Exercise materials ::

------------------------------------------------

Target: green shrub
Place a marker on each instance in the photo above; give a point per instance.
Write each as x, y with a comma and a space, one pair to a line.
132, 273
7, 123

------------------------------------------------

Brief :: Exactly reproduce all of the entries.

Exercise result ::
Target: green shrub
Place a marker on each instance in the photo above; give a point per instance.
Write each as x, y with a comma and a space, one pair to a line.
132, 273
7, 123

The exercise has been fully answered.